Exercise brief –
Your answer must be the full listing, reproduced exactly, minus any pictures.

:::

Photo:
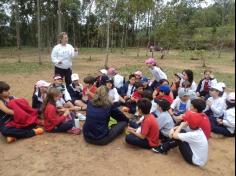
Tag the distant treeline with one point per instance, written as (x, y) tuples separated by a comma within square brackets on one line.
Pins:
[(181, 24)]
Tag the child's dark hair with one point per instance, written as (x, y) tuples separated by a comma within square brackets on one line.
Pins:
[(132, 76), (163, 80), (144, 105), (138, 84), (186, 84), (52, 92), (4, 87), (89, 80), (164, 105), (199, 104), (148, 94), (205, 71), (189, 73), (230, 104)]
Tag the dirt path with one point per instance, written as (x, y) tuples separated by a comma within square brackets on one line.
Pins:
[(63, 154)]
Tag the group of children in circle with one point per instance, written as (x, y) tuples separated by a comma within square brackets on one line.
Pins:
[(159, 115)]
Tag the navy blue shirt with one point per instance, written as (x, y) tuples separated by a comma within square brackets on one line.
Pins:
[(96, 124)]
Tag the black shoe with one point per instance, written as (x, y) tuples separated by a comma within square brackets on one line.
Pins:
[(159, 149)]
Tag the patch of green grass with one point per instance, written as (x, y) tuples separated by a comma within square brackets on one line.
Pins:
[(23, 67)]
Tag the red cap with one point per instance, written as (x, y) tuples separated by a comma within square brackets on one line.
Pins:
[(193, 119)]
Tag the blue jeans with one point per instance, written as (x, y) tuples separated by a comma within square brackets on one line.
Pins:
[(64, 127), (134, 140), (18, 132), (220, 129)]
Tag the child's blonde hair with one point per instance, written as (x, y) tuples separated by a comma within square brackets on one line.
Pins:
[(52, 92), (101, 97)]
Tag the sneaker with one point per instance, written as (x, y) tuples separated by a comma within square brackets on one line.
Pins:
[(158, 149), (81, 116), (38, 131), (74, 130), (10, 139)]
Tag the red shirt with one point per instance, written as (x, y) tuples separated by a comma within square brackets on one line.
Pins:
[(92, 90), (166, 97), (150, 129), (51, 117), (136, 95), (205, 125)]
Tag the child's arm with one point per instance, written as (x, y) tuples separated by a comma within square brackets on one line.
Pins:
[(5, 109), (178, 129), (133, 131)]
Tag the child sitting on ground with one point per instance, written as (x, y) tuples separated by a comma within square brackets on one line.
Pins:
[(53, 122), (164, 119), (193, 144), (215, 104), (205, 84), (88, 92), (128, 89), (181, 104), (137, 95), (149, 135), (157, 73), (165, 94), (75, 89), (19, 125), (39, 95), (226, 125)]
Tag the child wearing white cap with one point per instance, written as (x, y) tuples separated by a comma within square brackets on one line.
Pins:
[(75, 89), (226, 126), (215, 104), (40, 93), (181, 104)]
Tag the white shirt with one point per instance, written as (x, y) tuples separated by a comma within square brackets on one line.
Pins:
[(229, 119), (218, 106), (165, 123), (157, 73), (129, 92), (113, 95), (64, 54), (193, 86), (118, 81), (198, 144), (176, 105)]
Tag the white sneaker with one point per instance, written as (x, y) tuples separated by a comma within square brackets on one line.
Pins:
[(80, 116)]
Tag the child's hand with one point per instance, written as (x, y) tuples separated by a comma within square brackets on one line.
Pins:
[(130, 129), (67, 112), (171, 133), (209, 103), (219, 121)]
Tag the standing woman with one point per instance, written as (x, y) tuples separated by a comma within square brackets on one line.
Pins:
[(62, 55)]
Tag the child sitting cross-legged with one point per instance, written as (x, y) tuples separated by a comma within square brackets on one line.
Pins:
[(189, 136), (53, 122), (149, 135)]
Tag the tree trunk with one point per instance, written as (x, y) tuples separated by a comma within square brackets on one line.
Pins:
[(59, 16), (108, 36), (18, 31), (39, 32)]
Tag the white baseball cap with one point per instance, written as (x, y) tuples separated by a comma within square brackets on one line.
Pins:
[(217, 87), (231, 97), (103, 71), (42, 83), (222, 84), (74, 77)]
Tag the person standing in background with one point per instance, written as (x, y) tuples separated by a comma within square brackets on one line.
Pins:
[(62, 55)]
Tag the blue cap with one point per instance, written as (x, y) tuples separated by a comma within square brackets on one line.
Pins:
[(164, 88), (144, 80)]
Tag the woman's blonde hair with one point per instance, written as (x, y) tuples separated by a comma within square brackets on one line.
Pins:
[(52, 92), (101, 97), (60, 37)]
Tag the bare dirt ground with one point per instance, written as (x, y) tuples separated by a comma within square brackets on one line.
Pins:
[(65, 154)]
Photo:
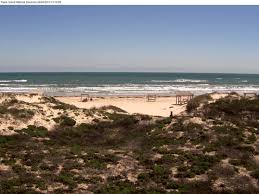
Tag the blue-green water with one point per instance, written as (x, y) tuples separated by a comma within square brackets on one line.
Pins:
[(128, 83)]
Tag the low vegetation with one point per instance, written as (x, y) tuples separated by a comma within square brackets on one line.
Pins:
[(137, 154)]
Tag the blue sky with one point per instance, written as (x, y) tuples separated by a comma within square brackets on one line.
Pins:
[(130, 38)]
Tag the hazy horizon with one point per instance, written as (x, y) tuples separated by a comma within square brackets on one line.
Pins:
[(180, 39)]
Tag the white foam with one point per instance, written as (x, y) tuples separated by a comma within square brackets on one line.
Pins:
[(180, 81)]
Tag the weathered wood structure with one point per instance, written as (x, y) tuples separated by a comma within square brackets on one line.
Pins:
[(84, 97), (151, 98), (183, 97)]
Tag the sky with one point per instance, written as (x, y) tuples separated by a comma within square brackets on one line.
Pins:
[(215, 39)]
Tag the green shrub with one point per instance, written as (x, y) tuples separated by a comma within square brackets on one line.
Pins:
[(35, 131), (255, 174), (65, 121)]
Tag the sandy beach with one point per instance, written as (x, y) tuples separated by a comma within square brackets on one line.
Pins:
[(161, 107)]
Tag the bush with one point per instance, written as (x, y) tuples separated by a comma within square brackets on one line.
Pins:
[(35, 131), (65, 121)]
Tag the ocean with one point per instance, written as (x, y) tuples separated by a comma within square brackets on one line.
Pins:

:::

Output for this task –
Photo:
Tag the distant treeline with one point per instance, written as (x, y) tuples separated by a comma within square brackets on one line.
Pins:
[(181, 24)]
Tag the child's dark hair with one point per instance, written as (x, y) tuples separated by a comma within square brackets on one line.
Pins:
[(132, 76), (163, 80), (144, 105), (138, 84), (186, 84), (52, 92), (4, 87), (89, 80), (164, 105), (199, 104), (148, 94), (205, 71), (189, 73), (230, 104)]
Tag the dirt path with one point per instance, written as (x, y) tuples separated by a comma within square brackets on one line.
Pins:
[(63, 154)]
Tag the group of children in circle with one point per instance, written as (x, y) tuples separated by a comma within square brackets on one line.
Pins:
[(159, 115)]
Tag the navy blue shirt with one point per instance, written as (x, y) tuples separated by a comma within square brackets on one line.
Pins:
[(96, 124)]
Tag the black shoe with one point per instance, written as (x, y) tuples separated by a comma within square brackets on one line.
Pins:
[(159, 149)]
Tag the patch of green grass with one point per instance, written as (x, y) tuples separated by a comma within square brackets on one line.
Pins:
[(23, 67)]
Tag the red cap with one point per instance, written as (x, y) tuples separated by a comma within square brackets on one line.
Pins:
[(193, 119)]
Tag the blue jeans with one point per instance, written as (x, y) tuples separated by a comma within square brackets on one line.
Pins:
[(64, 127), (134, 140), (18, 132), (220, 129)]
Tag the child's blonde hair with one point per instance, written as (x, y) tuples separated by a comma within square brackets on one line.
Pins:
[(52, 92), (101, 97)]
Tag the sneaker with one point per instance, written as (x, y) tuples separated by a comma within square brackets on one line.
Pins:
[(158, 149), (81, 116), (38, 131), (74, 130), (10, 139)]
Tag the red shirt with one point per instance, written as (x, y) tuples separated by a comma within square brackets on one line.
Pins:
[(92, 90), (166, 97), (150, 129), (51, 117), (136, 95), (205, 125)]
Tag the child's arm with one point per instance, written as (x, y) tuples separated by a comma within square brackets on one line.
Pins:
[(5, 109), (178, 129), (133, 131)]
Tag the child sitting on ground with one point per instance, written as (x, y) tuples separated by a comma within square brackets on one line.
Pins:
[(53, 122), (164, 119), (193, 144), (215, 104), (205, 84), (88, 92), (128, 89), (181, 104), (137, 95), (149, 135), (157, 73), (165, 94), (75, 89), (19, 125), (39, 95), (226, 125)]
Tag the child wearing white cap with one point per instance, written as (x, y) tuples separated by a comma within square brackets on one line.
Pins:
[(75, 89), (226, 126), (215, 104), (40, 93), (181, 104)]
Tag the white shirt with one point per instance, written as (x, y) tuples separated by a comma within square brackets on one line.
Pins:
[(229, 119), (218, 106), (165, 123), (157, 73), (129, 92), (113, 95), (64, 54), (193, 86), (118, 81), (198, 144), (176, 105)]
Tag the white sneaker with one point per instance, written as (x, y) tuples separated by a comma within square brackets on one line.
Pins:
[(80, 116)]
Tag the child's hand with one point per instance, written as (x, y) tuples separated by a comma within square brackets on one line.
Pins:
[(130, 129), (67, 112), (171, 133), (209, 103), (219, 121)]
Tag the standing woman with one point per instance, written as (x, y) tuples separated by a comma within square brackets on one line.
Pins:
[(62, 55)]
Tag the child sitting cross-legged with one point per instance, written as (x, y) tuples separated by a comma within square brackets on one line.
Pins:
[(189, 136), (53, 122), (149, 135)]
Tag the tree trunk with one point per instance, written as (x, y) tuples separated by a comma within square brackets on one line.
Pins:
[(59, 16), (108, 36), (18, 31), (39, 32)]
Tag the white baseball cap with one point per instance, written as (x, y) tuples separated by a comma within square brackets on one line.
Pins:
[(217, 87), (231, 97), (103, 71), (42, 83), (222, 84), (74, 77)]
Tag the person standing in background with one point per instance, written as (x, y) tuples separated by a comma within square brackets on one line.
Pins:
[(62, 55)]
Tag the blue cap with one point per instance, written as (x, y) tuples separated by a comma within square brackets on one line.
Pins:
[(164, 88), (144, 80)]
Tag the woman's blonde hair with one point per instance, written as (x, y) tuples separated by a comma within square brackets on one line.
Pins:
[(52, 92), (101, 97), (60, 37)]
Tag the bare dirt ground with one point per instance, written as (x, y) tuples separated by a comma within square brackets on one line.
Pins:
[(65, 154)]
Photo:
Tag the blue-green water with one point per instance, written as (x, y) tuples separated by a comma within square brackets on one line.
Pins:
[(128, 83)]
Tag the low vegetation with one point per instance, written as (x, y) tuples separated by a comma within square brackets on one line.
Pins:
[(137, 154)]
Tag the blue sky with one point per instance, written as (x, y) tuples separated by a comma within square brackets on one line.
Pins:
[(130, 38)]
Tag the hazy horizon with one point per instance, written as (x, y) tuples separated by a comma within square brackets on one line.
Pins:
[(180, 39)]
Tag the white foam with one point per instance, written as (x, y) tuples separated by a comma within square brackets on one line.
Pins:
[(180, 81)]
Tag the weathered wood structure with one point per instance, written as (x, y) tuples separated by a comma within square brackets on one line.
Pins:
[(84, 97), (151, 98), (183, 97)]
Tag the sky with one point per instance, written as (x, y) tuples separated by a comma within square brackets on one line.
Pins:
[(215, 39)]
Tag the green shrub with one point per instance, written as (x, y) tuples separated by a comma within square brackets on one line.
Pins:
[(35, 131), (255, 174), (65, 121)]
Tag the sandy beach with one point per instance, written as (x, y) tuples separated by a comma within square brackets on one line.
Pins:
[(161, 107)]
Tag the bush with one point per instance, written as (x, y) tuples separated by a comma within square brackets on one line.
Pins:
[(35, 131), (65, 121)]
Tag the ocean with one point per instance, written as (x, y) tuples separated by a comma within square brackets on one line.
Pins:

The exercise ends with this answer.